Segment Start: SOURCE PASSAGE

An Alabama judge ruled that frozen embryos are people, and reproductive rights advocates are sounding the alarm

  • Alabama's Supreme Court ruled that frozen embryos are considered people under state law.

  • The ruling could negatively impact IVF in the state, according to advocates.

  • Eleven states have laws that define personhood as beginning at fertilization.

In a landmark ruling in Alabama that's left the future of in vitro fertilization in the state in jeopardy, the chief justice of the Alabama Supreme Court pointed to a verse from the Book of Genesis in explaining why frozen embryos are people — and said that a person could be punished if they're destroyed.

"Man's creation in God's image is the basis of the general prohibition on the intentional taking of human life," Tom Parker, the chief justice, wrote in an opinion published last week, referencing the Bible verse Genesis 9:6.

In its decision, which has already drawn criticism from reproductive rights advocates, the Alabama Supreme Court ruled that frozen embryos have the same rights as living children under Alabama's Wrongful Death of a Minor Act.

Segment End: SOURCE PASSAGE
Segment Start: DATA SHOWN

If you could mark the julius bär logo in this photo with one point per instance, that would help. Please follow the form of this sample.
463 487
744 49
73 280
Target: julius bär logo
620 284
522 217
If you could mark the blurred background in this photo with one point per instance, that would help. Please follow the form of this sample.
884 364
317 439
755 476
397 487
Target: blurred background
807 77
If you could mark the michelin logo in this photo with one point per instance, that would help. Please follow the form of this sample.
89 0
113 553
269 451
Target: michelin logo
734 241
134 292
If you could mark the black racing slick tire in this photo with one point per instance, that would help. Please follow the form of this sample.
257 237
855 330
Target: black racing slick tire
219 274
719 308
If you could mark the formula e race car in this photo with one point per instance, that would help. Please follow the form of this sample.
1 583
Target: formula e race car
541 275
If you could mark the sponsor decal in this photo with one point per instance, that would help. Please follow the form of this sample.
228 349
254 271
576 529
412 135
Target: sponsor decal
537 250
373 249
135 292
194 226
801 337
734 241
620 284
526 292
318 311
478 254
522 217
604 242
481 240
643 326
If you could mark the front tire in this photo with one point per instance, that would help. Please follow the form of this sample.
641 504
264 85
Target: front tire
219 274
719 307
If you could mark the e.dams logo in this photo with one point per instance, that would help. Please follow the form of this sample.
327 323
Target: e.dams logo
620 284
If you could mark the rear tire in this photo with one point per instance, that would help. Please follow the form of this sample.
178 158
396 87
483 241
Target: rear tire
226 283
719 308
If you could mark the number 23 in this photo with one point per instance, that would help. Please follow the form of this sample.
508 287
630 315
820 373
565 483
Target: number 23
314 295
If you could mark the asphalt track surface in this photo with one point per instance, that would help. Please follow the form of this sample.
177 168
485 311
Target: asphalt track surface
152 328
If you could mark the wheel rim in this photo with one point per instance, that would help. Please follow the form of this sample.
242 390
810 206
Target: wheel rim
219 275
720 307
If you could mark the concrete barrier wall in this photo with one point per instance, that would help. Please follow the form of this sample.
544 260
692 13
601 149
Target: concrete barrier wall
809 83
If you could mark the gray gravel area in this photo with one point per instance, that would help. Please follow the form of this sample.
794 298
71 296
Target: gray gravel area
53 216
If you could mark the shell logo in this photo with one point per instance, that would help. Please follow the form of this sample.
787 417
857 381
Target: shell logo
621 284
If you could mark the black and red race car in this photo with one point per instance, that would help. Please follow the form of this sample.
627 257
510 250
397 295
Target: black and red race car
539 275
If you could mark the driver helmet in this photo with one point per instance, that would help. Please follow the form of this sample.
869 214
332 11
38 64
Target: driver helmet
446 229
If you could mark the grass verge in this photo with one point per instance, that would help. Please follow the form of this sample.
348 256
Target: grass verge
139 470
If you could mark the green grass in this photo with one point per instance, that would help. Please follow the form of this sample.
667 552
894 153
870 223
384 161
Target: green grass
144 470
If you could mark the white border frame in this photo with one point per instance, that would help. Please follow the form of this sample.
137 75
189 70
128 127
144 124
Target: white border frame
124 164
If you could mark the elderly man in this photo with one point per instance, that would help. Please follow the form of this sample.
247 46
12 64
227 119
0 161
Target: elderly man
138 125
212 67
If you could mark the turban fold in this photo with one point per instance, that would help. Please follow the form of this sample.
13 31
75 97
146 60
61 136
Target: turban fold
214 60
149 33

Segment End: DATA SHOWN

• EXERCISE GOAL:
Can you print the stretch of the Alabama embryo ruling article from "An Alabama judge" through "according to advocates.", word for word? Rely only on the article about the Alabama embryo ruling.

• EXERCISE SOLUTION:
An Alabama judge ruled that frozen embryos are people, and reproductive rights advocates are sounding the alarm

  • Alabama's Supreme Court ruled that frozen embryos are considered people under state law.

  • The ruling could negatively impact IVF in the state, according to advocates.